* What you have to do:
In the opinion column below, what post does Vice President Leni Robredo now officially hold?

* Page excerpt:
>> BEGIN
Lie down with Lions
SEARCH FOR TRUTH - Ernesto P. Maceda Jr. (The Philippine Star) - November 9, 2019 - 12:00am

The rule of thumb is that an official gets appointed/designated to a public office because of the trust and confidence of the appointing authority. The power to appoint is essentially discretionary. The legal principle is that it be performed by the officer in which it is vested according to his “best lights”.

Exactly the opposite happened when President Rodrigo Roa Duterte challenged Vice President Leonor Gerona Robredo to stop being a critic. Do a better job against illegal drugs, can you? She is now officially the co-chair of the Inter-Agency Committee on Anti-Illegal Drugs (ICAD). This is an appointment with no trust and confidence. It’s a decision fueled by annoyance.

You’re brighter than me? All the appointee need do is to possess the qualification for the position. In VP Leni’s case, the doubt so loudly heard is whether she is actually qualified. “Tingnan natin kung kaya mo” – PRRD; “hindi ito beauty contest” – Senator Bato de la Rosa; “hindi sila matatakot … ibe-baby mo ang mga yan” – Senator Bong Go.
>> END
* Dataset section:
>> BEGIN
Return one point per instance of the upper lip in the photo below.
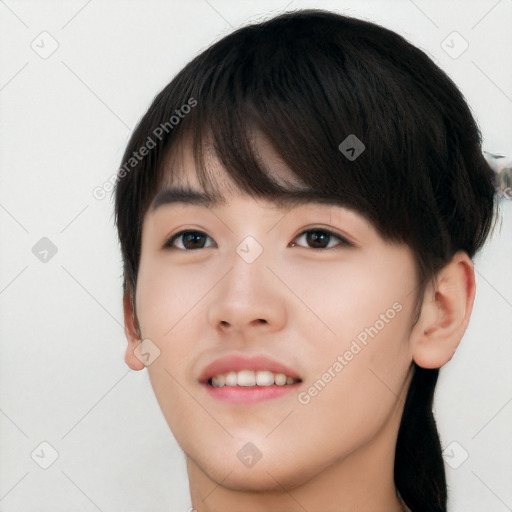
(242, 362)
>> END
* Written solution:
She is co-chair of the Inter-Agency Committee on Anti-Illegal Drugs (ICAD).